» **PROBLEMS AND TASKS**
A) Please duplicate everything from "The latest one" down to "who was calling." in the Pessimists Archive text.
B) According to the Pessimists Archive text, what was phone face actually about?
C) List every named "face" that the Pessimists Archive text mentions.

If we do have cyclic returns that perhaps last about a third of each year for two to three years, what adjustments are we planning to make?

I look forward to every podcast episode of Pessimists Archive, rare and irregular as it is. I wish the latest episode came out before my course finale.

The latest podcast started with a “heroic” dog and ended with the war between natural ice and artificial refrigeration. Yes, the episodes are weird but connected like that. But they all share a common theme.

Take this quote from the 23min 47sec mark:

When people face new technologies… they end up wanting… a simple heuristic to cut through complexity and allow them to make decisions that would otherwise be ambiguous or overwhelming.

Technology represents change and some people react with fear. To manage that change and fear, these people seek simple heuristics e.g., tell me what to do, what is a formula I can follow, how might I dumb it down and essentially do the same thing.

But such short-term thinking does us no good. Shortcuts avoid the critical and creative thinking that is necessary for problem-solving and embracing nuance. Given that my course was about new educational technologies, the quote and the thinking behind it would have made a timely and wise course conclusion.

Ah, well. This is something else to add to the 30-plus reminders I already have in my Notes app…

The Pessimists Archive podcasts are few and far between. But when they are released, they are a joy to listen to.

The latest one focused on faces. As in the unwarranted fears of how technologies might affect your visage, e.g., smartphone face, tech neck.

The narrator revisited history to uncover what bicycle face and radio face had in common: The use of those then new technologies supposedly caused people’s faces to get wrinkled or stuck in unpleasant ways.

When the rotary telephone gained popularity, it was phone face that caused worry. But phone face was not about the neck crick or longer jowls caused by cradling the phone. It was about not knowing exactly who was calling.

All this was not just about fear-mongering incumbents putting down their competition. In the case of wrinkly faces, cosmetic companies claimed to have remedies for the affected faces.

Whatever the reason for the putdowns, generating fear of the new was the goal. The narrator had a response at around the 34-minute mark of the podcast:

New, uncontrollable things don’t wholesale replace old, controllable things. Instead new technologies integrate into an existing and ever-growing ecosystem. They create more options and therefore even more control.

Stored data entries
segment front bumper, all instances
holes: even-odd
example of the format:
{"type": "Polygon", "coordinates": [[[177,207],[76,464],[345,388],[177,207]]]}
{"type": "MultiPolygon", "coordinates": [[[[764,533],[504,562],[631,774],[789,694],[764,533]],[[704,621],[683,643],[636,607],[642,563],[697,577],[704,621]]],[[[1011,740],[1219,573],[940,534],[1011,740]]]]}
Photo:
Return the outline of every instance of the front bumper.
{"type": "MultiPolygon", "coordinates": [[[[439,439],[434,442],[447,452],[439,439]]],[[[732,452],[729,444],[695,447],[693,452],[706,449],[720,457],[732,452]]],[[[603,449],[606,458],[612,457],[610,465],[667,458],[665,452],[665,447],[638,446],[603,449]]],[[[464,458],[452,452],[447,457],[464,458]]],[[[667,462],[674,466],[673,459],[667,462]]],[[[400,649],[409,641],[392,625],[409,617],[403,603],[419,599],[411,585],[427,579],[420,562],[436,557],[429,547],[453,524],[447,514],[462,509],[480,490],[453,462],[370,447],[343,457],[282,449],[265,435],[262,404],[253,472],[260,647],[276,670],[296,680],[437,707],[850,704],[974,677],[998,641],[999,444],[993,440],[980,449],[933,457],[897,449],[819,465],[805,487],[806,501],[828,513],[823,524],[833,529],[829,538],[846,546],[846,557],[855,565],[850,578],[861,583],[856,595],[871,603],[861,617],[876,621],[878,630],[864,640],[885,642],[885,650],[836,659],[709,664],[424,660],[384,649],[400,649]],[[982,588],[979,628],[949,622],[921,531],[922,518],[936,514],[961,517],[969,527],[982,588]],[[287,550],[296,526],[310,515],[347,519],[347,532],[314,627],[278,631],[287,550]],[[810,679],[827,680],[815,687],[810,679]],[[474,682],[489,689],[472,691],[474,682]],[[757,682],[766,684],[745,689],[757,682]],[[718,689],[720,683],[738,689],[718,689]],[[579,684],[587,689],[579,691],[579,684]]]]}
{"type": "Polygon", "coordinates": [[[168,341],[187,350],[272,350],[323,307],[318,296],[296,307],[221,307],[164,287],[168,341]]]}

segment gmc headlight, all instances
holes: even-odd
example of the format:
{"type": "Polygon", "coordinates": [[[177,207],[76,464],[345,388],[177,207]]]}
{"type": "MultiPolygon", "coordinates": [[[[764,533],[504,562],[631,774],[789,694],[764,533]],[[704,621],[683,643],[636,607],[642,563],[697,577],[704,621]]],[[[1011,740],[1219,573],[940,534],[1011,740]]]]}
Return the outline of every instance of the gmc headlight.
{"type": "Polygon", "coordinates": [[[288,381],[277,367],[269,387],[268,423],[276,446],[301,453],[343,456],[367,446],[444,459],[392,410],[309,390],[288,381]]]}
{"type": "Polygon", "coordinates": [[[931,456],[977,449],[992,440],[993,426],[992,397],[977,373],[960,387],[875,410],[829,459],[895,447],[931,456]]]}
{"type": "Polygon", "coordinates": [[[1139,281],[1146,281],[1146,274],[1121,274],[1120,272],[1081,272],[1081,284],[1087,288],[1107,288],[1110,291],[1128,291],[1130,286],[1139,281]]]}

» **EXPECTED OUTPUTS**
A)
The latest one focused on faces. As in the unwarranted fears of how technologies might affect your visage, e.g., smartphone face, tech neck.

The narrator revisited history to uncover what bicycle face and radio face had in common: The use of those then new technologies supposedly caused people’s faces to get wrinkled or stuck in unpleasant ways.

When the rotary telephone gained popularity, it was phone face that caused worry. But phone face was not about the neck crick or longer jowls caused by cradling the phone. It was about not knowing exactly who was calling.

B) Phone face was about not knowing exactly who was calling.

C) smartphone face, bicycle face, radio face, phone face